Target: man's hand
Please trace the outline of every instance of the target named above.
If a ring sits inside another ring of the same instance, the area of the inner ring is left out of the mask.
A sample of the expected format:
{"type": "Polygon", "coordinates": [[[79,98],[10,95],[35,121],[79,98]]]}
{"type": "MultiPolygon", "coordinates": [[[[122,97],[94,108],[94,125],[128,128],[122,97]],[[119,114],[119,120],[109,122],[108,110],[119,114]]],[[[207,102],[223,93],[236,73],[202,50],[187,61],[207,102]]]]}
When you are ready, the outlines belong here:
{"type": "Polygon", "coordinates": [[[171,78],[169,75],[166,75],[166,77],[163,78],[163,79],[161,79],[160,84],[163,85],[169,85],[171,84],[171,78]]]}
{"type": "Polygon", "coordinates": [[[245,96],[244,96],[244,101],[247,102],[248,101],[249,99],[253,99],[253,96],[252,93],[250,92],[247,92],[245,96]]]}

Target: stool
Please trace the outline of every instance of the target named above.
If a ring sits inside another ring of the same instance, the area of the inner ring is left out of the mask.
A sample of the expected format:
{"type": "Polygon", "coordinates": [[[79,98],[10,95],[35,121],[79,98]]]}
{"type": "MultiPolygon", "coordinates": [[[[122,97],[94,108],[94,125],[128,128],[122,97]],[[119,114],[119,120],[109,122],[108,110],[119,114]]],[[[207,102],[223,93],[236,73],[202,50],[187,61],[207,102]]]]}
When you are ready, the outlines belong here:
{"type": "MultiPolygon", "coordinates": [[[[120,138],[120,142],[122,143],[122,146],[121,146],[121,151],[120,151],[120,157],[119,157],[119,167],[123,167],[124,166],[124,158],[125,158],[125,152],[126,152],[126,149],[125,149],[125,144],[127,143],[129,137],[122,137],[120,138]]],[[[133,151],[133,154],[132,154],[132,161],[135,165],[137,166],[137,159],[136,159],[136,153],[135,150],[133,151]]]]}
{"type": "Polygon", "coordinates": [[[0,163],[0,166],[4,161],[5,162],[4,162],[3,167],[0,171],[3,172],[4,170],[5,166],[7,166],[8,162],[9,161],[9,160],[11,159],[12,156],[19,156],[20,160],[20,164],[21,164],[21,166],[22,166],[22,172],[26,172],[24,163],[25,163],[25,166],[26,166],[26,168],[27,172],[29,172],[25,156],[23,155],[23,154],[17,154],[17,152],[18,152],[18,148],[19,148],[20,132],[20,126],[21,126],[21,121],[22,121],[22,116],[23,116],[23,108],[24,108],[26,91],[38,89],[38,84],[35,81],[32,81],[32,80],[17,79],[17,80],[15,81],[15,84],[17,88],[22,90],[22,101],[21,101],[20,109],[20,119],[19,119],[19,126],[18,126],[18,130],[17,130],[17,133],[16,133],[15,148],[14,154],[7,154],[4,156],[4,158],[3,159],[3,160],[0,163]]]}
○ ○ ○
From the listing above, pick out and copy in full each line in which the string "coordinates" appears.

{"type": "Polygon", "coordinates": [[[79,98],[10,95],[35,121],[79,98]]]}
{"type": "MultiPolygon", "coordinates": [[[[122,97],[94,108],[94,125],[128,128],[122,97]],[[119,114],[119,120],[109,122],[108,110],[119,114]]],[[[207,102],[223,93],[236,73],[202,50],[187,61],[207,102]]]]}
{"type": "Polygon", "coordinates": [[[171,78],[169,75],[166,75],[166,77],[163,78],[163,79],[161,79],[160,84],[163,85],[169,85],[171,84],[171,78]]]}
{"type": "Polygon", "coordinates": [[[245,96],[244,96],[244,101],[247,102],[248,101],[249,99],[253,99],[253,96],[252,93],[250,92],[247,92],[245,96]]]}
{"type": "Polygon", "coordinates": [[[79,98],[10,95],[35,121],[79,98]]]}
{"type": "MultiPolygon", "coordinates": [[[[122,97],[94,108],[94,125],[128,128],[122,97]],[[119,114],[119,120],[109,122],[108,110],[119,114]]],[[[207,102],[223,93],[236,73],[202,50],[187,61],[207,102]]]]}
{"type": "MultiPolygon", "coordinates": [[[[120,138],[120,142],[122,143],[122,146],[121,146],[121,151],[120,151],[120,157],[119,157],[119,167],[123,167],[124,166],[124,158],[125,158],[125,152],[126,152],[126,149],[125,149],[125,144],[127,143],[129,137],[122,137],[120,138]]],[[[133,151],[133,154],[132,154],[132,161],[135,165],[137,166],[137,159],[136,159],[136,153],[135,150],[133,151]]]]}
{"type": "Polygon", "coordinates": [[[0,163],[0,166],[4,161],[5,162],[4,162],[3,167],[0,171],[3,172],[4,170],[5,166],[7,166],[8,162],[9,161],[9,160],[11,159],[12,156],[19,156],[20,160],[20,164],[21,164],[21,166],[22,166],[22,172],[26,172],[24,163],[25,163],[25,166],[26,166],[26,168],[27,172],[29,172],[25,156],[23,155],[23,154],[17,154],[17,152],[18,152],[18,148],[19,148],[20,132],[20,126],[21,126],[21,121],[22,121],[22,116],[23,116],[23,108],[24,108],[26,91],[38,89],[38,84],[35,81],[32,81],[32,80],[17,79],[17,80],[15,81],[15,84],[17,88],[22,90],[22,101],[21,101],[20,109],[20,119],[19,119],[19,126],[18,126],[18,130],[17,130],[17,133],[16,133],[15,148],[14,154],[7,154],[4,156],[4,158],[3,159],[3,160],[0,163]]]}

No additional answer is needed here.